=== DIRECTIVE ===
Update the listing below by replacing each "coordinates" with "positions" and keeping every other part the same.

[Position annotation records]
>>>>

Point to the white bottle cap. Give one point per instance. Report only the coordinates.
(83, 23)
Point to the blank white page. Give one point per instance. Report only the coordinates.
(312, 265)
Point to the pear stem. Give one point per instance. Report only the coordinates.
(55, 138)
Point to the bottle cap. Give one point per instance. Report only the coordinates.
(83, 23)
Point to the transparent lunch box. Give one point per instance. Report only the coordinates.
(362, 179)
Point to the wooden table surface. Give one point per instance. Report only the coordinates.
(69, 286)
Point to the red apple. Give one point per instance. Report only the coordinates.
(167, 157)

<<<<

=== FINISHED ANSWER ===
Point to the white bottle cap. Give one point per instance. Report only the positions.
(83, 23)
Point to the blank white page. Give one point per instance. Report only the positions.
(312, 265)
Point to the pear stem. Give one point per instance. Report only the positions.
(55, 138)
Point to the bottle cap. Give one point per instance. Report only the positions.
(83, 23)
Point to the transparent lunch box. Give one point per instance. Report only the positions.
(362, 179)
Point to the wooden table surface. Give one point per instance. Report only the positions.
(69, 286)
Point to the red apple. Give one point per instance. Report only the positions.
(167, 157)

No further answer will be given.